- _FRAGMENTO DEL DOCUMENTO_:
◆ ◆ ◆ ◆ ◆ ◆ ◆

Fanatismo que enciende pasiones encontradas. Odio a la oligarquía, amor por los descamisados. Pasión que tiene indeleble una marca de clase. Y el fuego, que enciende esperanzas y consume el cuerpo.
No se trata de la libertad, sino de encontrar una salida.
La frase no es de Evita, ni de ningún bronce del pensamiento nacional, sino de Kafka, recuperada por los pensadores críticos Gilles Deleuze y Félix Guattari en su ensayo sobre la literatura menor. No se trata de la libertad, sino de encontrar una salida, podemos pensar que se dijo Eva Duarte a sí misma –palabras más, palabras menos– cuando dejó su natal Los Toldos para dirigirse a la gran ciudad-capital. Evita, la bastarda –para decirlo en términos viñesco-sartreanos– quiere ser actriz: una forma de buscar otro camino, diferente al del modelo hegemónico de mujer de pueblo, que –con suerte– puede aspirar a convertirse en la buena esposa de un señor adinerado. Pero cuando llega a Buenos Aires se encuentra con que está culminando la década infame. Por eso, en sus Tesis sobre Eva Perón, David Viñas remarcará: corrían los bellos tiempos de la República en que gobernaban los intereses ganaderos y un teatro era administrado como una estancia. Evita se sumerge entonces en la humillación, escribe el autor de Los dueños de la tierra, en un ejercicio de recuperación de la atmósfera en que Sartre había rescatado a la figura de Genet. Es esa experiencia de la humillación, entonces, la que le permite a Eva devenir Evita, convertirse en el magno emergente de los sumergidos y su vocero, según subrayará Viñas.
¿Desde donde hablar de Eva?, nos preguntamos. ¿Desde la nostalgia de un discurso que apela a la revolución para dejarla congelada en el pasado, o desde el presente de una revolución que entristece pero se decide acompañar porque apela al discurso populista de la alegría? ¿Cómo hablar de Eva, o tener su retrato, cuando no se lleva hasta las últimas consecuencias esa pasión que a ella le costó la vida, y que a tantos les salva la vida, acomodados en despachos que ya no toman como espacio transitorio sino como morada permanente?
Evita la de los mil rostros, no es posible auto-adjudicarse una Eva propia. Pero: ¿no tenemos derecho, al menos el derecho generacional a sostener una tesis, que insista en que Evita está muchas veces incluso allí en donde su rostro y su nombre están ausentes, pero no su legado?

◆ ◆ ◆ ◆ ◆ ◆ ◆

- _ÍTEMS PROPORCIONADOS_:
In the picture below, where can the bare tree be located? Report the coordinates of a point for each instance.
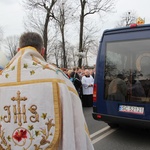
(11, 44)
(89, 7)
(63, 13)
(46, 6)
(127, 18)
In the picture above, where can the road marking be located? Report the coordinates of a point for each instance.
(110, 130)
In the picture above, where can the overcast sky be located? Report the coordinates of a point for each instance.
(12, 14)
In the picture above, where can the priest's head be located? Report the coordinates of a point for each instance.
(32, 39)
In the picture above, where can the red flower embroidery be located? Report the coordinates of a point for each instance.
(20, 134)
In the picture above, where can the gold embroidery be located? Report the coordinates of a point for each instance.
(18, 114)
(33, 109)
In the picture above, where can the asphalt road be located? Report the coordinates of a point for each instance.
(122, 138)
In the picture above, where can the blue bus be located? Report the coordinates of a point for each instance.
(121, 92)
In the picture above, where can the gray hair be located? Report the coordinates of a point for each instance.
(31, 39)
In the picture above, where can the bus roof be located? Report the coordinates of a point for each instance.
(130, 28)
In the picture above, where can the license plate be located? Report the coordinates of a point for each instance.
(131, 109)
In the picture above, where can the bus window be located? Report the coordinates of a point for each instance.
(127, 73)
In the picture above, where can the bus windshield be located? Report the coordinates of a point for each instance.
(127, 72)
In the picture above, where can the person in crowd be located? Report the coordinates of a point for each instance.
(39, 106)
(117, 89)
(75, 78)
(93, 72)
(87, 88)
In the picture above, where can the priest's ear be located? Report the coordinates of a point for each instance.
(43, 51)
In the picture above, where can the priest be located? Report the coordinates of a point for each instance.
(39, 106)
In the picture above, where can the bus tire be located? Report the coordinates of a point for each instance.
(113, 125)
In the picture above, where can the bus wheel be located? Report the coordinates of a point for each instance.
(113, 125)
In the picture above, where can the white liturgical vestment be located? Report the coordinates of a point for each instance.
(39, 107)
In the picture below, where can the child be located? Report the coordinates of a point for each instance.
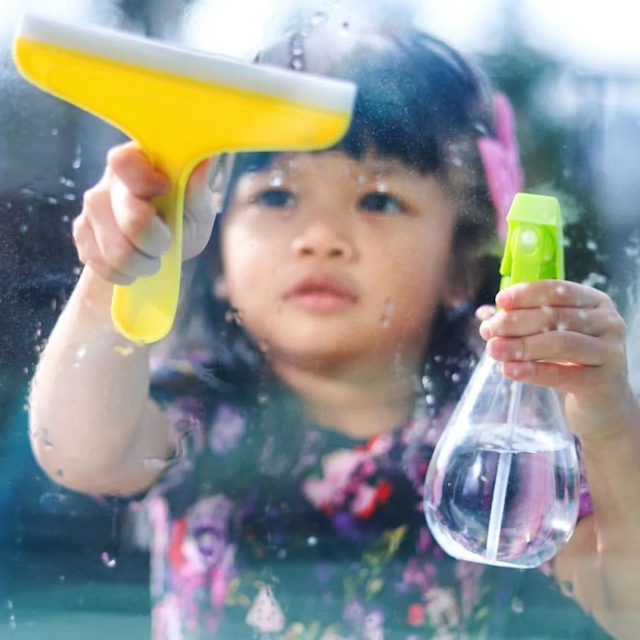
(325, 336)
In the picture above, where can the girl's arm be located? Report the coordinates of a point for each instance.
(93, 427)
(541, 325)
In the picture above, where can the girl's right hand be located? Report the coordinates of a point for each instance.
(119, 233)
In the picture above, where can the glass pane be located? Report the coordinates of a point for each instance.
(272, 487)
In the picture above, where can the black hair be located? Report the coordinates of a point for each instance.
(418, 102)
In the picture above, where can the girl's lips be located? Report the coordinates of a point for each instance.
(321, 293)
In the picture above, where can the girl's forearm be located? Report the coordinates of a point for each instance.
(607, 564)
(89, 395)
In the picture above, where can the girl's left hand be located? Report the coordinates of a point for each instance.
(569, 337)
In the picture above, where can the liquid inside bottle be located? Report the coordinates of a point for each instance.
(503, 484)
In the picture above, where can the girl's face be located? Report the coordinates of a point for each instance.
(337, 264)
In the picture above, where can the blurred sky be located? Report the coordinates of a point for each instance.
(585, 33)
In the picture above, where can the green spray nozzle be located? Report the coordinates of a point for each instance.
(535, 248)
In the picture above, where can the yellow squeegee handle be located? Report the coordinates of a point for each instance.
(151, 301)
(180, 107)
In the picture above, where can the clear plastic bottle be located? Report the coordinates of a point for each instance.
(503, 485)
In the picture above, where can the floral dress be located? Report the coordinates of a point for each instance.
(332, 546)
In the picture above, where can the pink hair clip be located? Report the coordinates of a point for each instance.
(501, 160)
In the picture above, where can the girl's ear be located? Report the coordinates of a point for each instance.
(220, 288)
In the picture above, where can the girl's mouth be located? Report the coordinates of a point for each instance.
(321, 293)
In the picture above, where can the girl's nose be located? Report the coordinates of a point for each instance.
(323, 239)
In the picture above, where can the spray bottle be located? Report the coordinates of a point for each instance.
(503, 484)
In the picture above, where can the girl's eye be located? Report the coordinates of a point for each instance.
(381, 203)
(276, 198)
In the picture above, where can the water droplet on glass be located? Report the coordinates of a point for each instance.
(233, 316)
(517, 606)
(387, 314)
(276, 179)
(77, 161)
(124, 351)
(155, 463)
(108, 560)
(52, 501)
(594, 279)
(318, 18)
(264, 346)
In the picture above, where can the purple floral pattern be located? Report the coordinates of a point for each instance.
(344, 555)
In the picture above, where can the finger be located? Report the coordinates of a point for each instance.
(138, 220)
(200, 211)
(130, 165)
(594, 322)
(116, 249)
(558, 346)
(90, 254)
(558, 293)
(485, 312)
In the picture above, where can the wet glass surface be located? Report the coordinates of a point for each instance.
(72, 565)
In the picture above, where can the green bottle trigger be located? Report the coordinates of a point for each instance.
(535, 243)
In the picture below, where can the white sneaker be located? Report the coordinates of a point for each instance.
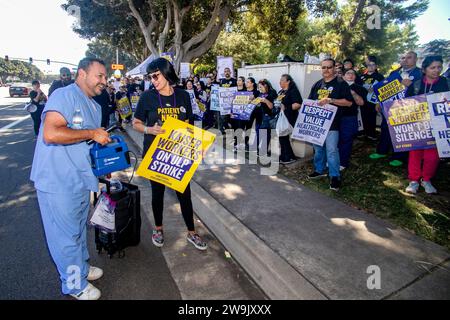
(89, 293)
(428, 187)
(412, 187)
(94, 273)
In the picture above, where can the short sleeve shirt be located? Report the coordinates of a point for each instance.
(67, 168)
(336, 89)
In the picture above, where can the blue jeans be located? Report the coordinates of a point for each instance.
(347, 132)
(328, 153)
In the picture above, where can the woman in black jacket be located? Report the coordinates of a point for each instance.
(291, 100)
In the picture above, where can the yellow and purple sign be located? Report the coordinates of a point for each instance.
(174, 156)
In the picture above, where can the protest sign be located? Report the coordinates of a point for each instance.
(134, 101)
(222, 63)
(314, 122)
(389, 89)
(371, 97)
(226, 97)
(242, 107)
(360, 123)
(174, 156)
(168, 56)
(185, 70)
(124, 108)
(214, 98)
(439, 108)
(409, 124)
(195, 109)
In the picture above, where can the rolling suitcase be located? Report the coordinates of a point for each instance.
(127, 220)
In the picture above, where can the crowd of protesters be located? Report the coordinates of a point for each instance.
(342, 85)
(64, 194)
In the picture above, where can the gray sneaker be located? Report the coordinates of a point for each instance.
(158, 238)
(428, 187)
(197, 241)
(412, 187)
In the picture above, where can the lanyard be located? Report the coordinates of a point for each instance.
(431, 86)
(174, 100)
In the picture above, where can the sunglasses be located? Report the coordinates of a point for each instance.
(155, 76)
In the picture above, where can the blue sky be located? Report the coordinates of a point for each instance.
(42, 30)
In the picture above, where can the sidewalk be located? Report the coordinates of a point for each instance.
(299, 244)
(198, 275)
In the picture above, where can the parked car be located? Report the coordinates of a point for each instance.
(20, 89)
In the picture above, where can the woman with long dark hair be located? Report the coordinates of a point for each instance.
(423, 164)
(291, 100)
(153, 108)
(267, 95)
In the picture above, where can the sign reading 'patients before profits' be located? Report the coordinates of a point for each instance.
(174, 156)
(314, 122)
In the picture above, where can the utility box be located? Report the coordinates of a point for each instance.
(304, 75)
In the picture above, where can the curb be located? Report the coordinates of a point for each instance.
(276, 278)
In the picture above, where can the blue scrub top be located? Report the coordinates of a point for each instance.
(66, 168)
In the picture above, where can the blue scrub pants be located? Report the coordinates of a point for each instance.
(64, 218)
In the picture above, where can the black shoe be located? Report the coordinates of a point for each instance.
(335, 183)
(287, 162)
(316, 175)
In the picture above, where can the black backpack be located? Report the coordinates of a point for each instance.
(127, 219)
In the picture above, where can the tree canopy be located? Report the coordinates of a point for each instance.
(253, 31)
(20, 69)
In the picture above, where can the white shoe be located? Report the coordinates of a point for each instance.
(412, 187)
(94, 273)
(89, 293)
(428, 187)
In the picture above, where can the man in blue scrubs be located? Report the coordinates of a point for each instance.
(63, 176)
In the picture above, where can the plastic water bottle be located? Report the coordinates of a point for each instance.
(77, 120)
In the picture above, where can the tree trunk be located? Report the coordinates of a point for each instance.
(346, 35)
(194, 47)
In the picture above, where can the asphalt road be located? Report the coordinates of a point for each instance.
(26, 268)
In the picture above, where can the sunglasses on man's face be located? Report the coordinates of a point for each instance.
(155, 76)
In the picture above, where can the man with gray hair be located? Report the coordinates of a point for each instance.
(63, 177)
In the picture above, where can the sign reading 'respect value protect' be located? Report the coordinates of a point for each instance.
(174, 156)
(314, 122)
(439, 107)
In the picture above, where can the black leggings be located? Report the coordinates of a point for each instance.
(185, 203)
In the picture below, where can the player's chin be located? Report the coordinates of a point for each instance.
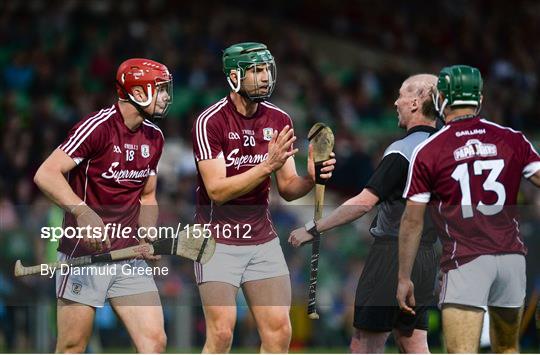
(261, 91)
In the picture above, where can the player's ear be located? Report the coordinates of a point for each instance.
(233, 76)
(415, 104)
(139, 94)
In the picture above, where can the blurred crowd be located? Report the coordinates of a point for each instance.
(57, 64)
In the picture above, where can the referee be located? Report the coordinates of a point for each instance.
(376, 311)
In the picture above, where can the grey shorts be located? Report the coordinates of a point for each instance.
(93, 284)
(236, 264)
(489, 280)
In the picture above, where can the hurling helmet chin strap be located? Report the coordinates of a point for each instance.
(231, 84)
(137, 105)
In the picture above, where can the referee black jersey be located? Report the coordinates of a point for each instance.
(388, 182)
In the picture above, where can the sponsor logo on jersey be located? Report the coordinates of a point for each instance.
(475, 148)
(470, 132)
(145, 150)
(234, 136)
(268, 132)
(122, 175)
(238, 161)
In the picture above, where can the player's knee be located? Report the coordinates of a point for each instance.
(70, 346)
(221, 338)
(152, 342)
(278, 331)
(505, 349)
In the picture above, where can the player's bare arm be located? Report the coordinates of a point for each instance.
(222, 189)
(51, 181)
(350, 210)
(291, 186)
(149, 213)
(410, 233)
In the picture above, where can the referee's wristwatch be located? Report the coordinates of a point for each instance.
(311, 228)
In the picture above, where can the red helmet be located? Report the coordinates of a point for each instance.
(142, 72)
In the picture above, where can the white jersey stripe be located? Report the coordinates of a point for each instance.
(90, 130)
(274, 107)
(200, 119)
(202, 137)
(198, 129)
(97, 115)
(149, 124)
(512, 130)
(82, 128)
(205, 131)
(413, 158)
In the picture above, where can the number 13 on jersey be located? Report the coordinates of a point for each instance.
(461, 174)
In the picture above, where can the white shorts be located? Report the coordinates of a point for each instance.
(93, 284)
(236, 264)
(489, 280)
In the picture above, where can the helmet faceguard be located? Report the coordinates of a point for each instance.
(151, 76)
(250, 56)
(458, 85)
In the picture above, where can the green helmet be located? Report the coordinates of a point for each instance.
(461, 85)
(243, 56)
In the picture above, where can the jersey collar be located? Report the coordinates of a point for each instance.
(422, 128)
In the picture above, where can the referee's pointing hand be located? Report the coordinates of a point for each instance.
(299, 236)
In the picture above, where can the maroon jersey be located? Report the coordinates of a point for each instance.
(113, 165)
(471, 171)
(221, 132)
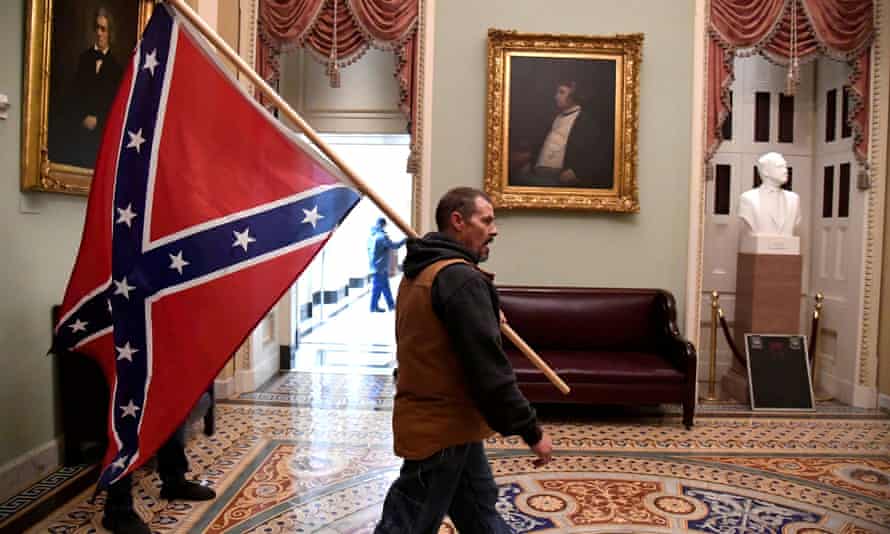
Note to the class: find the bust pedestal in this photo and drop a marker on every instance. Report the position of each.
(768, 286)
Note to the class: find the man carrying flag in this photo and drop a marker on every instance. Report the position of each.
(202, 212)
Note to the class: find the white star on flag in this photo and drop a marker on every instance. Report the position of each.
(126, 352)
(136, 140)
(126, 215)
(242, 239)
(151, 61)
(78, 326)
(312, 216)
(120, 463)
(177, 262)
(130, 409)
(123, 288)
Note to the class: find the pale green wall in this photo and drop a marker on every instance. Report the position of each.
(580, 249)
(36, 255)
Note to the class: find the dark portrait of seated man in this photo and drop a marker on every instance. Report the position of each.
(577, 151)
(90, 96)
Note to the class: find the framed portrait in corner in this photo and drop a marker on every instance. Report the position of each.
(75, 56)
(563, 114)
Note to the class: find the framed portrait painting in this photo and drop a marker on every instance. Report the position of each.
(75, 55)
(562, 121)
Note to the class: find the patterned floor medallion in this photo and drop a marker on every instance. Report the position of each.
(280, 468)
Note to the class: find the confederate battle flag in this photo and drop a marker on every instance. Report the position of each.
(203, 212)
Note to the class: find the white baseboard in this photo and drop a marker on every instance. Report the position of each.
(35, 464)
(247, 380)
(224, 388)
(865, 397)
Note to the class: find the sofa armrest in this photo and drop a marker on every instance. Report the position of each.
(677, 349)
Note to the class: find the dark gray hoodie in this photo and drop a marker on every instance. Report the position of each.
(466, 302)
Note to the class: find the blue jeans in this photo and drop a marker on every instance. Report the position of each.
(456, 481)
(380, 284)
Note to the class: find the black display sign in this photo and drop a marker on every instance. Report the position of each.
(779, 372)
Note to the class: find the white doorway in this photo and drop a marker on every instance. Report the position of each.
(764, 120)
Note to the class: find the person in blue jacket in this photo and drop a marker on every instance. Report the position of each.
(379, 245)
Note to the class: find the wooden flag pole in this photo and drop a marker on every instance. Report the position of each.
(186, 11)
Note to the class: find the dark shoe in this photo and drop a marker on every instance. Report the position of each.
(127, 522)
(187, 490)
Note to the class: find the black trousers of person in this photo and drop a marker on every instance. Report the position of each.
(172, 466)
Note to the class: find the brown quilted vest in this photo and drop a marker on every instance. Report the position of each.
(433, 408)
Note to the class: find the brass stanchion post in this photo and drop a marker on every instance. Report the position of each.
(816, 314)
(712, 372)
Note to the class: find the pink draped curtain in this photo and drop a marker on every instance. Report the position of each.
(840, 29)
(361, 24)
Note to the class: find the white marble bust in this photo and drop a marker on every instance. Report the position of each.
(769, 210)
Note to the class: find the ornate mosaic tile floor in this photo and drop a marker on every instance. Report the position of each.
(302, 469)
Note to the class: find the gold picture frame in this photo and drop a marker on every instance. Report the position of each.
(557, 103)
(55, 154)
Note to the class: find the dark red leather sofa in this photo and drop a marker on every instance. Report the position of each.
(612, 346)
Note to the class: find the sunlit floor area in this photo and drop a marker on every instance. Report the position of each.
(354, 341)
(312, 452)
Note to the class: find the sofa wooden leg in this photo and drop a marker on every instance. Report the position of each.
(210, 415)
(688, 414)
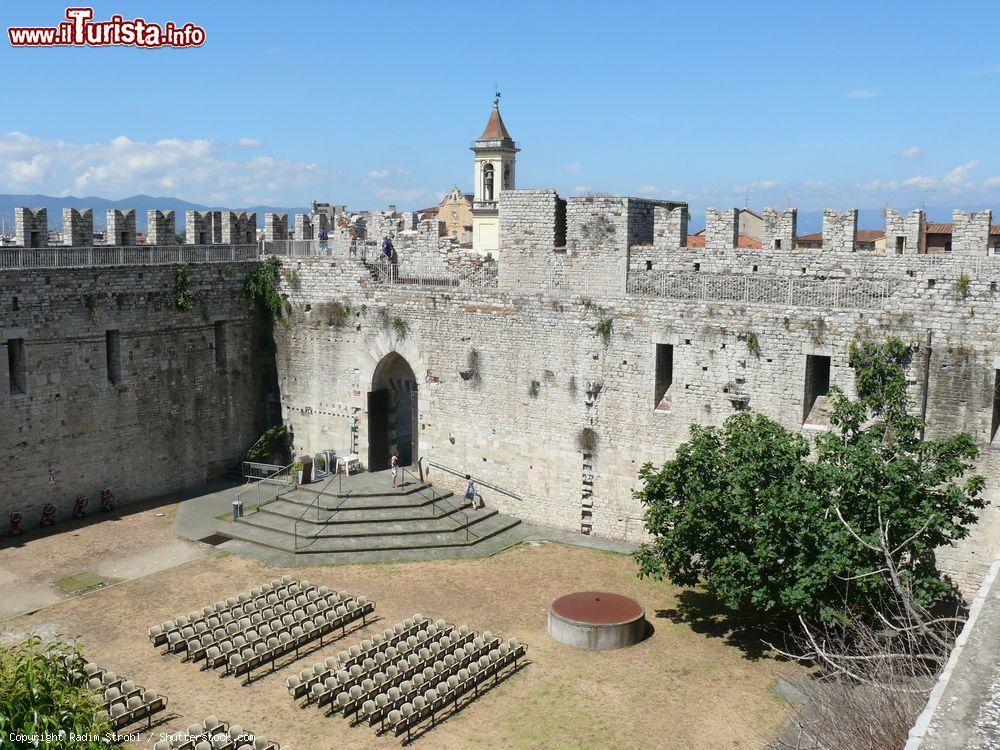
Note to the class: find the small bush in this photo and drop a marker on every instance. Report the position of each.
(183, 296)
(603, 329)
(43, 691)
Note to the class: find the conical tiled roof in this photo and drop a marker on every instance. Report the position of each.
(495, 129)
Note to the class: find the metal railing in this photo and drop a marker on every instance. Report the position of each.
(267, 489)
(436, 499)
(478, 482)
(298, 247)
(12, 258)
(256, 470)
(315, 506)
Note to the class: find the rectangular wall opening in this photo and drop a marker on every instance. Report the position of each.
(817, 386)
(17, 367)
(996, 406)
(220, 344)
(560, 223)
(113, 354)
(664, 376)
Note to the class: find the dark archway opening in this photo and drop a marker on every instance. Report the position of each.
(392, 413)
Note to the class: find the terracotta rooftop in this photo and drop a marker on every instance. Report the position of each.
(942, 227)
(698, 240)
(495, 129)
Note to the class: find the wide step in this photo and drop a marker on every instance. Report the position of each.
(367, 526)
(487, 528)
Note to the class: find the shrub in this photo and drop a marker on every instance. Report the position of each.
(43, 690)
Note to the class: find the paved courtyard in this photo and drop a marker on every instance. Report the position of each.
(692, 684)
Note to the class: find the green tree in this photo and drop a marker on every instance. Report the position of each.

◆ ◆ ◆ ◆ ◆ ◆ ◆

- _CONJUNTO DE TAREAS_:
1) Según el texto sobre Eva Perón, ¿de quién es la frase "No se trata de la libertad, sino de encontrar una salida"?
2) Por favor, reproduce textualmente el pasaje del texto sobre Eva Perón que va desde "Fanatismo que enciende" hasta "consume el cuerpo.", ambos incluidos.
3) Indica si cada afirmación concuerda con el texto sobre Eva Perón. Responde sí o no y cita las palabras del texto que lo deciden.
(a) Eva Duarte dejó Los Toldos para ir a la gran ciudad-capital.
(b) Evita quería ser cantante.
(c) Cuando Evita llegó a Buenos Aires, la década infame estaba comenzando.

- _RESPUESTAS DEL EJERCICIO_:
1) De Kafka.

2)
Fanatismo que enciende pasiones encontradas. Odio a la oligarquía, amor por los descamisados. Pasión que tiene indeleble una marca de clase. Y el fuego, que enciende esperanzas y consume el cuerpo.

3)
(a) Sí: "cuando dejó su natal Los Toldos para dirigirse a la gran ciudad-capital".
(b) No: "Evita, la bastarda –para decirlo en términos viñesco-sartreanos– quiere ser actriz".
(c) No: "cuando llega a Buenos Aires se encuentra con que está culminando la década infame".